PROBLEMA BREVE: Según el artículo, ¿desde qué año fue casi imposible debatir razonablemente sobre la condición de la mujer?

ARTÍCULO:
El debate sobre la violencia contra las mujeres venía degradándose desde la década pasada. Fue entonces cuando, al interior de los movimientos universitarios, proliferaron las acusaciones de violación y acoso sexual contra estudiantes o profesores; y la humillación pública para los “condenados” en las respectivas asambleas.
A partir del 2019, en pleno estallido, debatir razonablemente sobre la condición de la mujer —y especialmente la violencia— fue casi imposible. Se cancelaron el intercambio de visiones, la evidencia, el razonamiento jurídico y se normalizaron las funas y juicios populares en redes sociales.
El Frente Amplio, encarnado en único representante político del problema y sus víctimas, se arrogó el monopolio de la verdad, los términos para referirse públicamente a la violación, el abuso, el acoso y para juzgarlos.

DATOS SIN PROCESAR:
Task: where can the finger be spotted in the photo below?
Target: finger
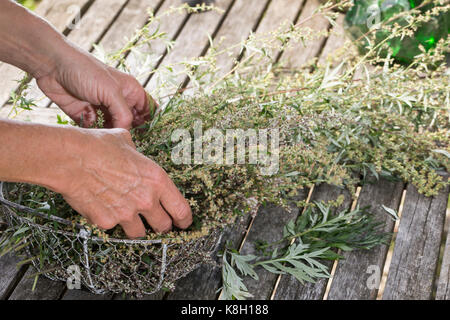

SOLUCIÓN DEL EJERCICIO: Desde 2019, en pleno estallido.